RECORD SET:
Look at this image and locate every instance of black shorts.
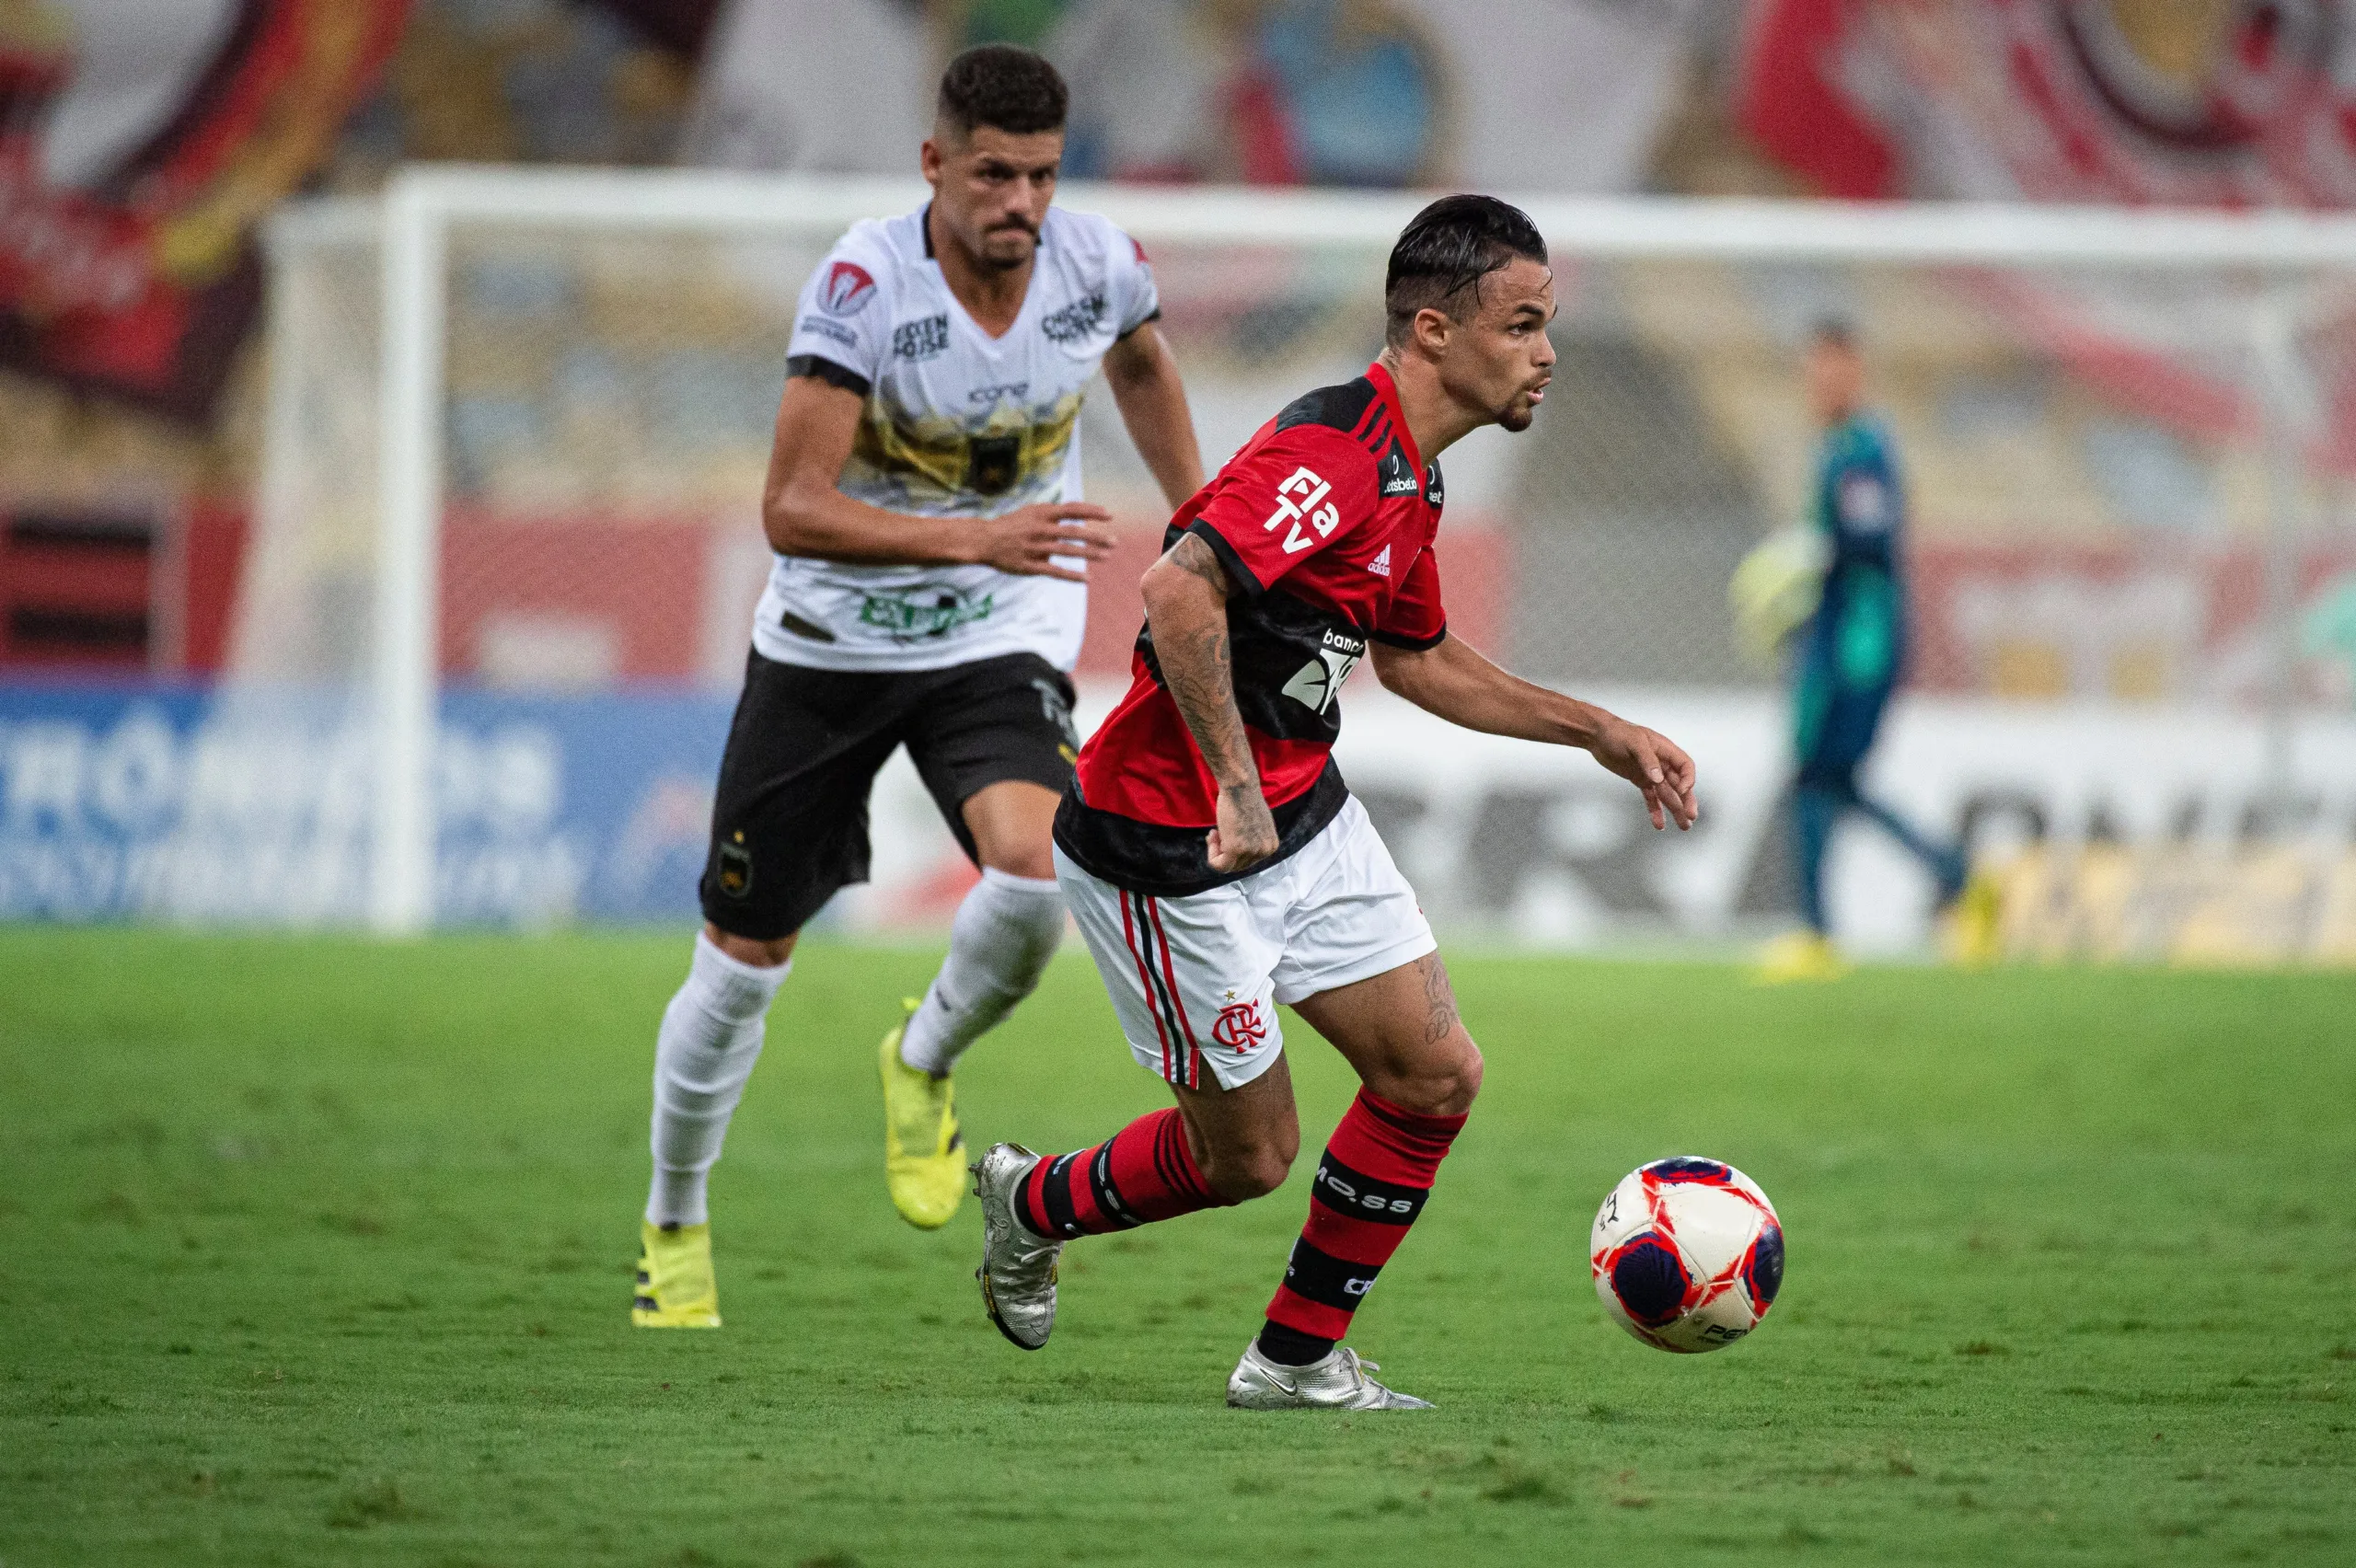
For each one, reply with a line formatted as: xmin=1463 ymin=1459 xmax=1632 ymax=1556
xmin=699 ymin=649 xmax=1081 ymax=940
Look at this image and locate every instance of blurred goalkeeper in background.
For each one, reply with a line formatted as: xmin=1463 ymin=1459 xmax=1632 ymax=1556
xmin=1738 ymin=321 xmax=1995 ymax=983
xmin=632 ymin=45 xmax=1205 ymax=1327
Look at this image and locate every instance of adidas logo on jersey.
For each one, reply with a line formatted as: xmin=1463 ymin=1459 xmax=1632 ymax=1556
xmin=1369 ymin=544 xmax=1392 ymax=578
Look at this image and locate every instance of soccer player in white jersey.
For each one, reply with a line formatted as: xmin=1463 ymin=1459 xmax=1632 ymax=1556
xmin=633 ymin=46 xmax=1205 ymax=1327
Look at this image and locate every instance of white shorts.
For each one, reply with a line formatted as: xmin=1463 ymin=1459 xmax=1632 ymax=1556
xmin=1054 ymin=796 xmax=1438 ymax=1091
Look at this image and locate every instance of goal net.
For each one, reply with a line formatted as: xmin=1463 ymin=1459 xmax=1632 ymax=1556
xmin=230 ymin=171 xmax=2356 ymax=956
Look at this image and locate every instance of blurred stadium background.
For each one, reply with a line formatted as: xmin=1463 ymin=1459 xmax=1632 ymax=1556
xmin=6 ymin=0 xmax=2356 ymax=963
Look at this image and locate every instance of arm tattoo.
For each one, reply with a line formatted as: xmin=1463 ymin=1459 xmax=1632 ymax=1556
xmin=1167 ymin=531 xmax=1230 ymax=591
xmin=1156 ymin=536 xmax=1258 ymax=790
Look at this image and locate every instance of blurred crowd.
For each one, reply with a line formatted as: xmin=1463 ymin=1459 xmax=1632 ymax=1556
xmin=9 ymin=1 xmax=2356 ymax=703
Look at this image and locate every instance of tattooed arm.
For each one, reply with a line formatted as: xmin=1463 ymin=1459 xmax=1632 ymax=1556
xmin=1138 ymin=532 xmax=1281 ymax=873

WORK TO BE COMPLETED:
Above are records; repeat only the lines starting at the line with "Look at this image and locate every instance of goal" and ending at the line with "Look at this image and locate every instance of blurred stadium", exactly as they appear, both included.

RESPONSE TO THIS EXERCISE:
Look at this image and locate every instance of goal net.
For each one, reply with a line formatted as: xmin=1463 ymin=1459 xmax=1632 ymax=1556
xmin=230 ymin=171 xmax=2356 ymax=956
Look at this image and locate every instance of blurred stadium background.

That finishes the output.